* **PASSAGE SHOWN**:
»»

IBM Thinks it Can Make Your Food Safer: Will it Work?

BM plans to sequence the microbiomes of food ingredients to prevent outbreaks earlier

Our food system is by no means bulletproof when it comes to pathogens. In just the past year, the United States saw major outbreaks of listeria in caramel apples and salmonella in nut butters, and the Centers for Disease Control and Prevention (CDC) estimates that 48 million Americans suffer from some kind of food-borne diseases annually. Meanwhile, food-borne illness results in $9 billion in medical costs and another $75 billion in contaminated food that’s recalled and tossed out every year. Regulatory agencies have acknowledged that more needs to be done.

One strategy comes from IBM, which announced on Thursday that it’s partnering with Mars on a project called the Sequencing the Food Supply Chain Consortium. Their goal, which will likely take at least three years to accomplish, is to sequence the makeup of various foods and then enter that information into a database. The thinking is that if they can establish, at the molecular level, what a given ingredient is supposed to look like, systems can be put into place to catch brewing problems before contaminated foods make it to your table.

««

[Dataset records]
»»

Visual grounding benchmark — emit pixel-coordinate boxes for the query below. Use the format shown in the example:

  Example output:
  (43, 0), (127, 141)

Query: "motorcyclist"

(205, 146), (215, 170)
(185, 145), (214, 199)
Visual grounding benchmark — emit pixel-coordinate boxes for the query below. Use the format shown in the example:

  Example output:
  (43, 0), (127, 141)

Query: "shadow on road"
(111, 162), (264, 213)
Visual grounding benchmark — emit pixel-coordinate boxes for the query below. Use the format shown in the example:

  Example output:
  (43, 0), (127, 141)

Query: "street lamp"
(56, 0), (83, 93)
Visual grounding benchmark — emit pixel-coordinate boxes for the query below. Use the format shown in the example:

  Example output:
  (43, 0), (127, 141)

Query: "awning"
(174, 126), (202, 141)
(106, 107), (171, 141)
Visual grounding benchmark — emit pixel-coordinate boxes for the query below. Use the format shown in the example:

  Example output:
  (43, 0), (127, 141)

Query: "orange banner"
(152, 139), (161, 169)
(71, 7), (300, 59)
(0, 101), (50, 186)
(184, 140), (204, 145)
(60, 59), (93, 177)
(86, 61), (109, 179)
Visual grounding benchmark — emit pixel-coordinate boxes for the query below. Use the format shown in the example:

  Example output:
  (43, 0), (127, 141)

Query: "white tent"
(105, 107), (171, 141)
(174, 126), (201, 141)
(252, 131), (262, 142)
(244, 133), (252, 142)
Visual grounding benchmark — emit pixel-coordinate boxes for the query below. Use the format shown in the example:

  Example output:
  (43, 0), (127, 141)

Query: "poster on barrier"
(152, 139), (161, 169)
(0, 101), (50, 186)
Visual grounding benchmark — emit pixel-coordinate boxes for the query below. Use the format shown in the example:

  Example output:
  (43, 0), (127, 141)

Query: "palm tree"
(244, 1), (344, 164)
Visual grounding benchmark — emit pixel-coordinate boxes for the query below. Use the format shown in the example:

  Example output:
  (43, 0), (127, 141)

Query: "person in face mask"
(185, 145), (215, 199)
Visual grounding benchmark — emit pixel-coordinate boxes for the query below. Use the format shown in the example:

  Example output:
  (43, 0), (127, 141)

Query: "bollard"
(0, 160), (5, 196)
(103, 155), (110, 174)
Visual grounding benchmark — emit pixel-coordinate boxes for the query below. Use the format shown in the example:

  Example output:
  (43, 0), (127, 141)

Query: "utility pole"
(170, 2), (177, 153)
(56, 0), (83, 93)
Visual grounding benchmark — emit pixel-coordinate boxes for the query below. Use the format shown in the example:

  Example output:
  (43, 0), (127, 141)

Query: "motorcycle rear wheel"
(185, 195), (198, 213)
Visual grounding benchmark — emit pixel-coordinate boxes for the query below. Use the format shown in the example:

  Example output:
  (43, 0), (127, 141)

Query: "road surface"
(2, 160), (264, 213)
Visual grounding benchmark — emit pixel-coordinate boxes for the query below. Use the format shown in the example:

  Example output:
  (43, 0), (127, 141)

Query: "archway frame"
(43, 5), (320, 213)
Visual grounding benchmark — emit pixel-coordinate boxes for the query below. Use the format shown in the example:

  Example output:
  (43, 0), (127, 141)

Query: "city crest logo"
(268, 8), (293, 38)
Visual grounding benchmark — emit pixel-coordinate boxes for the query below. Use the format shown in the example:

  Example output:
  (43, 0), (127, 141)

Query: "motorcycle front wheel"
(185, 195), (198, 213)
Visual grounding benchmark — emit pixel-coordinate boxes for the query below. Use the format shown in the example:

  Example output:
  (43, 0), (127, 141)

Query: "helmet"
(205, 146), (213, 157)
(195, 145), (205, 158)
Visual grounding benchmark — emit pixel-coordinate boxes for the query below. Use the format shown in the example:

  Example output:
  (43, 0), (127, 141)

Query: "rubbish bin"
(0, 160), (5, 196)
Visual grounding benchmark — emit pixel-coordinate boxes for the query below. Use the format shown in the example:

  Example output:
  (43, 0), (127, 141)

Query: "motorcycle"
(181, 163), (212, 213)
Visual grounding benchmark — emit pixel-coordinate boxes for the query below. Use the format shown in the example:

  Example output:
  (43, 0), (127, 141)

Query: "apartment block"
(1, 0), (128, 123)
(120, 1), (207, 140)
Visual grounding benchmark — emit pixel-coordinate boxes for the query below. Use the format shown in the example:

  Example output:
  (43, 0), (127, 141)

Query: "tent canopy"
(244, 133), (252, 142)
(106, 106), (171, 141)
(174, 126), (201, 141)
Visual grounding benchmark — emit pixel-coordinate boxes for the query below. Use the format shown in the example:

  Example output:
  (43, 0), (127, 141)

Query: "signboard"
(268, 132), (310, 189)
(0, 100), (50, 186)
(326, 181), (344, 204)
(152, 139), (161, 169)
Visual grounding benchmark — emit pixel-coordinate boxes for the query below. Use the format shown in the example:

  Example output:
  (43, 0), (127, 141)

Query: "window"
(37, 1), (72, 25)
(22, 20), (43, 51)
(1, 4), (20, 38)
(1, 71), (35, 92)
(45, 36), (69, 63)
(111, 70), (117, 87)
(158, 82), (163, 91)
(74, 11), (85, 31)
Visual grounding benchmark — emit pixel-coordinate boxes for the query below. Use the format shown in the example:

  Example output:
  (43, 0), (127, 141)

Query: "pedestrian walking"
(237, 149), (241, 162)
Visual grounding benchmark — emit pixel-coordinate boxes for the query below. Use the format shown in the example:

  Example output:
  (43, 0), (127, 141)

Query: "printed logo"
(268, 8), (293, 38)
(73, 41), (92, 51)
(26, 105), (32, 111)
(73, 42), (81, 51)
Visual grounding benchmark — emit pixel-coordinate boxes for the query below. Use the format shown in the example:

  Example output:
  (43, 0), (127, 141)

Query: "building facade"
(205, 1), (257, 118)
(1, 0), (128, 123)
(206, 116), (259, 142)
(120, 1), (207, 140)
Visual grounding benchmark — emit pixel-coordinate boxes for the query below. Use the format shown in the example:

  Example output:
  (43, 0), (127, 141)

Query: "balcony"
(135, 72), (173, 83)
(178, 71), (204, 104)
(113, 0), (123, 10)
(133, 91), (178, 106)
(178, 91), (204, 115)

««

* **ABOUT THIS TASK**:
Reproduce the IBM food-safety article between "BM plans to" and "to be done.", inclusive, switching "outbreaks" to "epidemics".

* **RESPONSE TO THE EXERCISE**:
BM plans to sequence the microbiomes of food ingredients to prevent epidemics earlier

Our food system is by no means bulletproof when it comes to pathogens. In just the past year, the United States saw major epidemics of listeria in caramel apples and salmonella in nut butters, and the Centers for Disease Control and Prevention (CDC) estimates that 48 million Americans suffer from some kind of food-borne diseases annually. Meanwhile, food-borne illness results in $9 billion in medical costs and another $75 billion in contaminated food that’s recalled and tossed out every year. Regulatory agencies have acknowledged that more needs to be done.